__EXCERPTED PASSAGE__:
-- BEGIN --

# Advice on conversion kits please



## Juliansou (14 Sep 2020)

Hi all,
I'm hoping to pick the brains of those far more experienced than me! I’m looking to convert my Elephant bike (refurbished Royal Mail bike) to an ebike - photo attached. It’s a pretty robust steel frame made by Pashley, weighing in at at hefty 23kg! The main issue I can see is that it’s has the Sturmey Archer 3 speed hub, and hub brakes front and rear. Does this mean just swapping out the front wheel is a non starter? Any ideas would be very much appreciated. I’m happy with the bike but would like to make it just a bit more versatile ( especially up the hills). I have limited knowledge of the cost for these conversions but would obviously like to bring it in for as little as I practically can. I’ve heard mixed reviews on a friction set up - any views on these too?






Thanks all in advance for you shared knowledge.


----------



## aldus (14 Sep 2020)

Might I suggest a mid-frame conversion? you can keep the brakes and the hub. The Bafang kits seem to be pretty dependable, they're assembly is very well documented on YouTube, and they seem to be quite available.


----------



## HMS_Dave (14 Sep 2020)

I have an elephant bike and have mulled over this myself. I would get mid drive conversion kit similar to these https://wooshbikes.co.uk/?cdkit#tsdz2 which replaces the bottom bracket for a motor assembly, simply put. The SA Hub is a robust bit of kit and would handle the power im sure. That would eliminate the need to replace the hub brakes and keeps the bike largely as it is. Forget the friction type ebike kits, if by friction you mean the ones that drive directly onto the tyres, i would avoid. Extra tyre wear, questionable performance in all but the most perfect conditions and can be quite noisy and unreliable.


----------



## toffee (14 Sep 2020)

I have just converted my wife's Dutch style bike below with one of the Tonsheng 36v kits, works a treat.

-- END --

__DATASET EXTRACT__:
-- BEGIN --

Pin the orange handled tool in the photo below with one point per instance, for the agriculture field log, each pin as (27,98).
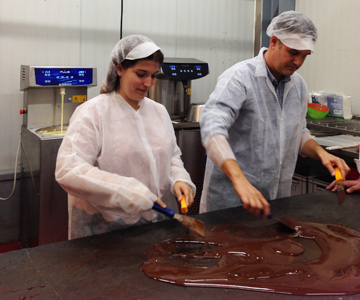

-- END --

__EXERCISES__:
1. In the ebike conversion thread, what kind of hub and brakes does the Elephant bike have?
2. Translate this sentence from the ebike conversion thread into French: "I have an elephant bike and have mulled over this myself."
3. Pick up the ebike conversion thread after its last sentence and keep writing it.

__RESULTS OF THE TASKS__:
1. It has a Sturmey Archer 3-speed hub and hub brakes front and rear.

2. J'ai un vélo Elephant et j'y ai moi-même longuement réfléchi.

3.
----------



## Juliansou (14 Sep 2020)

Thanks folks
I think mid frame is the way forward - I like the idea of keeping the bike ’as is’ if possible.


----------



## Pale Rider (15 Sep 2020)

A crank drive is the only practical solution.

Judging by what I've read over the years, Bafang kits are more reliable than Tongsheng.

One thing that will almost certainly have to go the journey is the bike's centre stand.

Pity, because a prop stand would be a bit iffy on a cargo bike.

Some touring bikes have two prop stands - an 'extra' one on the front fork.


----------



## CXRAndy (15 Sep 2020)

Pale Rider said:


> A crank drive is the only practical solution.
> 
> Judging by what I've read over the years, Bafang kits are more reliable than Tongsheng.
> 
> ...



The wife's bike is happily running a TSDZ2 with centre double leg stand. I had to remove the anti rotation bracket, but the motor hasn't rotated, so all is good  

The Bafang don't use an additional bracket from what I can see. The motor is held by the locking tabs in the bottom bracket, so a centre stand is still possible (bike frame dependent)


----------



## HMS_Dave (15 Sep 2020)

Pale Rider said:


> A crank drive is the only practical solution.
> 
> Judging by what I've read over the years, Bafang kits are more reliable than Tongsheng.
> 
> ...


It's been done with the stand left on before now, so it may be OK. Think that was a bafang unit if memory serves. Came across that on another forum.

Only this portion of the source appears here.